把下面所有行写成一个 JSON 字符串列表，每行一个字符串，空行省去。

+ + + +

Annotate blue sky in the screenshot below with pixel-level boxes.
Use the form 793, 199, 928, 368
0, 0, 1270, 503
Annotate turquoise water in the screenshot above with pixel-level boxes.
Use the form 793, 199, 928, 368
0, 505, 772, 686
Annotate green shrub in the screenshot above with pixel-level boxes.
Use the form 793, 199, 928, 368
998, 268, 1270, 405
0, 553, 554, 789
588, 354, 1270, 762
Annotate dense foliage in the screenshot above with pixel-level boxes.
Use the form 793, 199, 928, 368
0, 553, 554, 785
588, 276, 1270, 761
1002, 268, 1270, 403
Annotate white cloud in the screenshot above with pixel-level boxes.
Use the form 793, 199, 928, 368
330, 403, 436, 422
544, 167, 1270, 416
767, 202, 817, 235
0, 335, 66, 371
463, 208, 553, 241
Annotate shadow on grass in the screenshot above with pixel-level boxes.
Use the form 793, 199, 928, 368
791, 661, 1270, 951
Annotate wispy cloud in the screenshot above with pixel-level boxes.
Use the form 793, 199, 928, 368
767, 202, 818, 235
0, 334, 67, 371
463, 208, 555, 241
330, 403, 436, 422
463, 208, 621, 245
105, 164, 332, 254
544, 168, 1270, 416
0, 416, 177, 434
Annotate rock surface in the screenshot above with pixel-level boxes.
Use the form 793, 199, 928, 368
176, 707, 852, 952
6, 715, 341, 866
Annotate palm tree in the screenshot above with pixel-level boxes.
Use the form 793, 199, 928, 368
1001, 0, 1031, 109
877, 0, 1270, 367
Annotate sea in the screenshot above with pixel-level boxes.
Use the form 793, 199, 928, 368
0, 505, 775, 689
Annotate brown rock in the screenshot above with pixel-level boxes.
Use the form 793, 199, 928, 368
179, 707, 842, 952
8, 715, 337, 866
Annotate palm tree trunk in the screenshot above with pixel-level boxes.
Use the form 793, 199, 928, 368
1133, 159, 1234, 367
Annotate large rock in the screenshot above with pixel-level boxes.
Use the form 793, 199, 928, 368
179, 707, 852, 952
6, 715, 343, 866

+ + + +

- **任务作答**
[
  "Annotate blue sky in the screenshot below with pixel-level boxes.",
  "Use the form 793, 199, 928, 368",
  "0, 0, 1270, 503",
  "Annotate turquoise water in the screenshot above with pixel-level boxes.",
  "Use the form 793, 199, 928, 368",
  "0, 505, 772, 686",
  "Annotate green shrub in the screenshot above with pixel-level boxes.",
  "Use the form 793, 199, 928, 368",
  "998, 268, 1270, 405",
  "0, 553, 554, 789",
  "588, 354, 1270, 762",
  "Annotate dense foliage in the screenshot above with pixel-level boxes.",
  "Use the form 793, 199, 928, 368",
  "0, 553, 554, 785",
  "588, 276, 1270, 761",
  "1002, 268, 1270, 403",
  "Annotate white cloud in the screenshot above with pixel-level boxes.",
  "Use the form 793, 199, 928, 368",
  "330, 403, 436, 422",
  "544, 167, 1270, 416",
  "767, 202, 817, 235",
  "0, 335, 66, 371",
  "463, 208, 553, 241",
  "Annotate shadow on grass in the screenshot above with pixel-level boxes.",
  "Use the form 793, 199, 928, 368",
  "791, 661, 1270, 951",
  "Annotate wispy cloud in the screenshot above with pixel-level boxes.",
  "Use the form 793, 199, 928, 368",
  "767, 202, 818, 235",
  "0, 334, 67, 371",
  "463, 208, 555, 241",
  "330, 403, 436, 422",
  "463, 208, 621, 245",
  "105, 164, 332, 254",
  "544, 168, 1270, 416",
  "0, 416, 177, 434",
  "Annotate rock surface in the screenshot above with pixel-level boxes.",
  "Use the form 793, 199, 928, 368",
  "176, 707, 852, 952",
  "6, 715, 341, 866",
  "Annotate palm tree in the screenshot above with pixel-level boxes.",
  "Use the form 793, 199, 928, 368",
  "1001, 0, 1031, 109",
  "877, 0, 1270, 367",
  "Annotate sea in the screenshot above with pixel-level boxes.",
  "Use the form 793, 199, 928, 368",
  "0, 505, 775, 689",
  "Annotate brown rock in the screenshot above with pixel-level boxes.",
  "Use the form 793, 199, 928, 368",
  "179, 707, 842, 952",
  "8, 715, 337, 866",
  "Annotate palm tree trunk in the screenshot above with pixel-level boxes.",
  "Use the form 793, 199, 928, 368",
  "1133, 159, 1234, 367",
  "Annotate large rock in the screenshot above with pixel-level boxes.",
  "Use the form 793, 199, 928, 368",
  "179, 707, 852, 952",
  "6, 715, 343, 866"
]